══ Items

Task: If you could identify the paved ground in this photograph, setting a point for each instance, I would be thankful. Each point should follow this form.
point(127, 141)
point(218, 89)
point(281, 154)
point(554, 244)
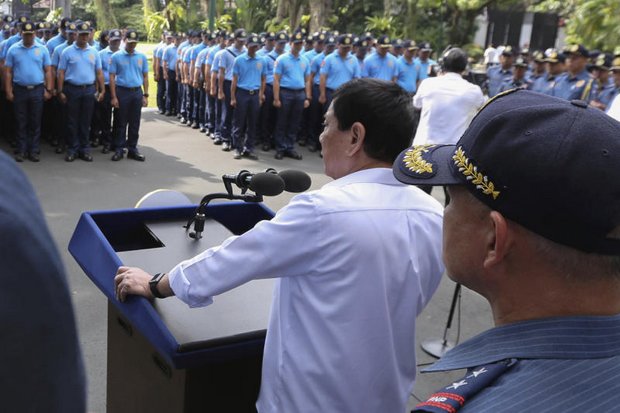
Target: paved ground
point(180, 158)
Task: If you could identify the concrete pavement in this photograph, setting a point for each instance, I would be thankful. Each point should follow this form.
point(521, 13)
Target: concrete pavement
point(182, 159)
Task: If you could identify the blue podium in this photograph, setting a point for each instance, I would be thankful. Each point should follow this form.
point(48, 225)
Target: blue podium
point(162, 355)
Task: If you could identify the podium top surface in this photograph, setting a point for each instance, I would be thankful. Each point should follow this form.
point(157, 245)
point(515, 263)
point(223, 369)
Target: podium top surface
point(155, 240)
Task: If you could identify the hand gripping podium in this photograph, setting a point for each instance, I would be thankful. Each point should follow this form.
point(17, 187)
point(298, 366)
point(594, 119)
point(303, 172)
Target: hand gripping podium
point(164, 356)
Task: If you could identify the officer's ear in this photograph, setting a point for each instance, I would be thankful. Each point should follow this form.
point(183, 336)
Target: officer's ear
point(358, 134)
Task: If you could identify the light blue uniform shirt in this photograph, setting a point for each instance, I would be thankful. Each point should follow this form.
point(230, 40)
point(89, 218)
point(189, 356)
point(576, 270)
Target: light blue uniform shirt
point(106, 60)
point(10, 42)
point(28, 63)
point(315, 67)
point(378, 67)
point(159, 53)
point(170, 57)
point(80, 65)
point(567, 364)
point(407, 74)
point(57, 52)
point(129, 68)
point(211, 53)
point(55, 42)
point(424, 66)
point(249, 71)
point(292, 70)
point(339, 70)
point(227, 60)
point(270, 61)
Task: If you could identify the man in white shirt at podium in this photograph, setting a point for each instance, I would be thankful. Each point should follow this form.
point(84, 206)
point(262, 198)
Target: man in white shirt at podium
point(341, 336)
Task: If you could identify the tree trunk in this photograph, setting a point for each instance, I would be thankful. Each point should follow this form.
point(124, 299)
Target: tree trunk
point(319, 10)
point(282, 11)
point(103, 12)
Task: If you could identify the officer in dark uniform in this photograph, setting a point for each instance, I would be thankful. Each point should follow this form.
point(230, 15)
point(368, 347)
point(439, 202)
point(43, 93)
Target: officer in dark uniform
point(574, 83)
point(519, 80)
point(28, 83)
point(129, 87)
point(81, 82)
point(105, 107)
point(497, 75)
point(247, 95)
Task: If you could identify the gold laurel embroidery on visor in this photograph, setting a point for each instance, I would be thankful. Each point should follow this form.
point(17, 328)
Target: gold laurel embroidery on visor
point(471, 173)
point(414, 162)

════

> **The request**
Could you give the records between the line holding "Task: If you could identify the podium" and the line holding "point(164, 356)", inclusive, as a JSON list of strings, one string per line, with blank lines left out?

> **Full response**
[
  "Task: If you could identify the podium top surface in this photograph, setting a point for each instance, I would be thankful. Each point should follow this form.",
  "point(157, 245)",
  "point(515, 263)",
  "point(223, 369)",
  "Target: podium top surface",
  "point(155, 240)",
  "Task: If you could identify the hand gripping podium in this photograph, setting a point for each instance, I would be thankful. Each point should follow this form.",
  "point(17, 187)",
  "point(298, 366)",
  "point(594, 119)",
  "point(303, 172)",
  "Target: hand gripping podium",
  "point(164, 356)"
]